• _TASK TO CARRY OUT_
Can you rewrite every line of the records below as a numbered list, leaving out any blank lines?

(Rows from a pointing dataset)
********************

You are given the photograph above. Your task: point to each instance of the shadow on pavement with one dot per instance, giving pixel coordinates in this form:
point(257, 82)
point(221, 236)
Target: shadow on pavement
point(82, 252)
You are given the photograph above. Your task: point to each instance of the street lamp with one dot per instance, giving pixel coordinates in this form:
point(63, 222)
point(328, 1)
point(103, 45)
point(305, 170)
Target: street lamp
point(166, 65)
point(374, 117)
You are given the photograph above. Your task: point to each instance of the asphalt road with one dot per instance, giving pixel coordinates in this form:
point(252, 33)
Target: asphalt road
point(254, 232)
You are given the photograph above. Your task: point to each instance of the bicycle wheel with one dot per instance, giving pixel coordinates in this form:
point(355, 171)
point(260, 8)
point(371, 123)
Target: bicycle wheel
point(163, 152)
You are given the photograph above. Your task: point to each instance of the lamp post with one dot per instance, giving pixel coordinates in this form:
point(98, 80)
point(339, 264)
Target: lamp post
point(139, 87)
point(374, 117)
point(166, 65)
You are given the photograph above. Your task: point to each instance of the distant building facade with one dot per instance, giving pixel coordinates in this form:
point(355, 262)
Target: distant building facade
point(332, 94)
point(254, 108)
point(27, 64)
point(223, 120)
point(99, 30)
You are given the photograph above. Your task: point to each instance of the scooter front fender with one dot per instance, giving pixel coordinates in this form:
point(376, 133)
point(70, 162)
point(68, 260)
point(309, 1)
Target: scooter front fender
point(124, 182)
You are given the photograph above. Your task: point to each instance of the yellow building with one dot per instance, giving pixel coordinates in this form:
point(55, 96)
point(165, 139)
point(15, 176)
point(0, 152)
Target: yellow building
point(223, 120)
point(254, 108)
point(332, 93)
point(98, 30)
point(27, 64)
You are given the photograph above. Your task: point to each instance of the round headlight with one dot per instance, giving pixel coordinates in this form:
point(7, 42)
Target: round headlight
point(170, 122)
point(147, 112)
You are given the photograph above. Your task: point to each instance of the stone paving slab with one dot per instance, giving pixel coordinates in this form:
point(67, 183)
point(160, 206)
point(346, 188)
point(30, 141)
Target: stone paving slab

********************

• _REPLY TO THE EXERCISE_
1. You are given the photograph above. Your task: point to each instance of the shadow on pavement with one dot per instance, giving pixel coordinates in this form:
2. point(257, 82)
3. point(221, 236)
4. Target: shadow on pavement
5. point(82, 252)
6. You are given the photograph above. Your task: point to each instance of the street lamp with one dot per instance, giving pixel coordinates in this form:
7. point(63, 222)
8. point(328, 1)
9. point(103, 45)
10. point(305, 170)
11. Target: street lamp
12. point(166, 65)
13. point(374, 117)
14. You are given the photograph above. Your task: point to each instance of the asphalt road with one dot per instance, giving pixel coordinates in this form:
15. point(252, 33)
16. Target: asphalt road
17. point(254, 232)
18. You are given the photograph above. Your task: point to each instance of the bicycle wheel with one dot per instance, giving pixel coordinates in this form:
19. point(355, 171)
20. point(260, 8)
21. point(371, 123)
22. Target: bicycle wheel
23. point(163, 152)
24. You are given the photograph above. Your task: point to each instance of the lamp post with one dot per instance, giving pixel coordinates in this form:
25. point(98, 80)
26. point(339, 264)
27. Target: lamp post
28. point(139, 87)
29. point(374, 117)
30. point(166, 65)
31. You are given the photograph above. Your task: point to each instance of the distant building facade with one dot per instance, giving pixel coordinates in this form:
32. point(355, 262)
33. Target: distant building facade
34. point(332, 94)
35. point(254, 108)
36. point(27, 64)
37. point(223, 120)
38. point(99, 30)
39. You are given the photograph above. Your task: point to each instance of the scooter front fender with one dot per instance, giving pixel coordinates in this form:
40. point(376, 133)
41. point(70, 162)
42. point(68, 260)
43. point(309, 1)
44. Target: scooter front fender
45. point(124, 182)
46. You are given the photograph above. Your task: point to each instance of the yellow building with one dot per instance, giving pixel coordinates in this form:
47. point(55, 96)
48. point(165, 139)
49. point(15, 176)
50. point(0, 152)
51. Target: yellow building
52. point(223, 120)
53. point(254, 108)
54. point(332, 93)
55. point(98, 30)
56. point(27, 64)
57. You are given the photograph above. Your task: point to each instance of the round headlight with one dot per instance, giving pixel coordinates in this form:
58. point(7, 42)
59. Target: round headlight
60. point(170, 122)
61. point(147, 112)
62. You are given the photograph above. Your task: point to each instance of the stone paving slab with one dot per instance, giving pixel coordinates in this form:
63. point(67, 183)
64. point(160, 206)
65. point(346, 188)
66. point(30, 141)
67. Target: stone paving slab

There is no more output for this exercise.